▼▼▼

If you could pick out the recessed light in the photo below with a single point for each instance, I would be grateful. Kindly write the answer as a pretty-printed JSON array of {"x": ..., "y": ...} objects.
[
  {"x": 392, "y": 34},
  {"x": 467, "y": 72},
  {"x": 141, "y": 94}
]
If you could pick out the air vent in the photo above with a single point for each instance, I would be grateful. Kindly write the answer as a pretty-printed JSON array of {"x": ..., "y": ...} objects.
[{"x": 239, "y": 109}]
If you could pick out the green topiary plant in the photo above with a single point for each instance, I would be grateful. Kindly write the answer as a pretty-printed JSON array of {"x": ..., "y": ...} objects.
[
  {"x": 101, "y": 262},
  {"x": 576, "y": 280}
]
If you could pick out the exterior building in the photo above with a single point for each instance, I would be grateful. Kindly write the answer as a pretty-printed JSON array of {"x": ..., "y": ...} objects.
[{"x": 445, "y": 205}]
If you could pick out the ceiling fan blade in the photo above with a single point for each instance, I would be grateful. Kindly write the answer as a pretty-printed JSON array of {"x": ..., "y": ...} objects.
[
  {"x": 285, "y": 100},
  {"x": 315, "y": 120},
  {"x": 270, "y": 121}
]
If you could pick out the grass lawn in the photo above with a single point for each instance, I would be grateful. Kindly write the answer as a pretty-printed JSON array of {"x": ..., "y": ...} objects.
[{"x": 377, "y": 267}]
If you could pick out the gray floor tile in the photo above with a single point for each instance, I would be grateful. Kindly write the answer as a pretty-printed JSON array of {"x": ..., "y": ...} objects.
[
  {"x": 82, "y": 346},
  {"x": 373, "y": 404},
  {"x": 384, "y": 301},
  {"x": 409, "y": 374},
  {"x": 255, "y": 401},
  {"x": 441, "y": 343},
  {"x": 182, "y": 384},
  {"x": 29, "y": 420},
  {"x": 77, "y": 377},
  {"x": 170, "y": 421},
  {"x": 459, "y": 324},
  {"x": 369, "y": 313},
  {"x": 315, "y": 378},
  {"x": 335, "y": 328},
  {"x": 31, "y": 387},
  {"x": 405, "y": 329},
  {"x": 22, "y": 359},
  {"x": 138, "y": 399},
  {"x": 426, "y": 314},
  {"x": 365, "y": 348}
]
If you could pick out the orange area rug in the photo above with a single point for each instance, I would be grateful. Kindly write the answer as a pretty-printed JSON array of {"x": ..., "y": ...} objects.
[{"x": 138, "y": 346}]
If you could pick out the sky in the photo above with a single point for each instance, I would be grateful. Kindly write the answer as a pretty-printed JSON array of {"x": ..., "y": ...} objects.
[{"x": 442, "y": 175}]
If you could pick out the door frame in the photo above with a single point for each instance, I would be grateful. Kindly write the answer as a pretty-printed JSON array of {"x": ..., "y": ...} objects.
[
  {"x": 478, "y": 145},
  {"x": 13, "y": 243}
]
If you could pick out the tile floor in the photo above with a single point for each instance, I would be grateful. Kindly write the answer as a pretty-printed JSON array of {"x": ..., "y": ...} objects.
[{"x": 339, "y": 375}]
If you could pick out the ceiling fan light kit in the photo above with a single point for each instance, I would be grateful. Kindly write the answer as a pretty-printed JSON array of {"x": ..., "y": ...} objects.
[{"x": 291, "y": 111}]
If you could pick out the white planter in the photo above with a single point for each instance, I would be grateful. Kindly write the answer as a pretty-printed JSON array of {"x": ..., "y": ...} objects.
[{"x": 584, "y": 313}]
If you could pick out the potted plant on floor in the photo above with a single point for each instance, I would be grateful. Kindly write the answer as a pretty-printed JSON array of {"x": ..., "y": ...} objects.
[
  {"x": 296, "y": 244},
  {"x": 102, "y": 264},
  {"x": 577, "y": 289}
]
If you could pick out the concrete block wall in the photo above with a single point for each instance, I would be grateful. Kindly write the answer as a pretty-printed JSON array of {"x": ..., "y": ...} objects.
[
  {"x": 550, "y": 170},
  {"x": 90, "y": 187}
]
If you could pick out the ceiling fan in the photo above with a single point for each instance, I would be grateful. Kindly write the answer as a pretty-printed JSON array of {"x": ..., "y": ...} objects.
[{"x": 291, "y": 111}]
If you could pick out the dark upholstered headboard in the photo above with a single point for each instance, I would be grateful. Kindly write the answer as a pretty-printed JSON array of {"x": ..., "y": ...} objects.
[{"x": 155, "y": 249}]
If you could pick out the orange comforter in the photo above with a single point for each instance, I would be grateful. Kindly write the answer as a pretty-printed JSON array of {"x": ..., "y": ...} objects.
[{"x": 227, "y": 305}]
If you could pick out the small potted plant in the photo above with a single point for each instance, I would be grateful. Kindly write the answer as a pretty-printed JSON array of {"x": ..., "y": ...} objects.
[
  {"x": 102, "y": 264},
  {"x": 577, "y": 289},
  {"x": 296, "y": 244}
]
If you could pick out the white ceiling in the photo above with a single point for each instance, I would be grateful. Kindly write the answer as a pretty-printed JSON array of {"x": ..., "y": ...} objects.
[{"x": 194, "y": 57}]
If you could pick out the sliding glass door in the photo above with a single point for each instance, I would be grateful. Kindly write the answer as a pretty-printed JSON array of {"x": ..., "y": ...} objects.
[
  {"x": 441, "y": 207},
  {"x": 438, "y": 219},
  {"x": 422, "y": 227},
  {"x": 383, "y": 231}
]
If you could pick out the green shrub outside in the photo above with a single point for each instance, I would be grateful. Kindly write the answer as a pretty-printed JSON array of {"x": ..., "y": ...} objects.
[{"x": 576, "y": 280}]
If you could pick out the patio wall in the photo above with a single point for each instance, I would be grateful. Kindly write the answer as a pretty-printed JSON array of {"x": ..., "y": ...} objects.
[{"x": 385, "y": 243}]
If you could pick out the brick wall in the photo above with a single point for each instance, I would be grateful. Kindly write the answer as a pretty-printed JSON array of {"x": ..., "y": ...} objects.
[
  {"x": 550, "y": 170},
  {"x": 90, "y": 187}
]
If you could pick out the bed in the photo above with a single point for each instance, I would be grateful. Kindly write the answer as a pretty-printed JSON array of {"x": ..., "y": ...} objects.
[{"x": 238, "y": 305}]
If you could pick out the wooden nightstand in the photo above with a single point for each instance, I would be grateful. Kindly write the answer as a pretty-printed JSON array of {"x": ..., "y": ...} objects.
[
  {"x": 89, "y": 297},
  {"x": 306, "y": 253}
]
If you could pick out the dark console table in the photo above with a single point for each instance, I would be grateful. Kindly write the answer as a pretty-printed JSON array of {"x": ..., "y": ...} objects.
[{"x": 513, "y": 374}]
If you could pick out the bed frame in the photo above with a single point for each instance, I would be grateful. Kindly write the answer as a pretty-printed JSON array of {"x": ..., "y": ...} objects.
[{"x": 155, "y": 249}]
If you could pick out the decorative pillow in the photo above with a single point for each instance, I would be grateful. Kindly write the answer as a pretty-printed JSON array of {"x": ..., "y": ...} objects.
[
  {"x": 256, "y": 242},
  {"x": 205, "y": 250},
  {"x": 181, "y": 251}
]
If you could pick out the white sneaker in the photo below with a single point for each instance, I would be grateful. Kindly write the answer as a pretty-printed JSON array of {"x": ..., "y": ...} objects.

▲▲▲

• [DESCRIPTION OF THE TASK]:
Write out once more the lines above beginning at the line with "If you could pick out the decorative"; continue through the final line and stop there.

• [RESPONSE TO THIS EXERCISE]:
If you could pick out the decorative pillow in the photo above with a single point for each instance, I would be grateful. Kindly write the answer as a pretty-printed JSON array of {"x": ..., "y": ...} objects.
[
  {"x": 256, "y": 242},
  {"x": 205, "y": 250},
  {"x": 181, "y": 251}
]
If you could pick out the white sneaker in the photo below with a single point for each instance, I would be grateful. Kindly write the answer as a pretty-printed JSON array of {"x": ..., "y": ...} objects.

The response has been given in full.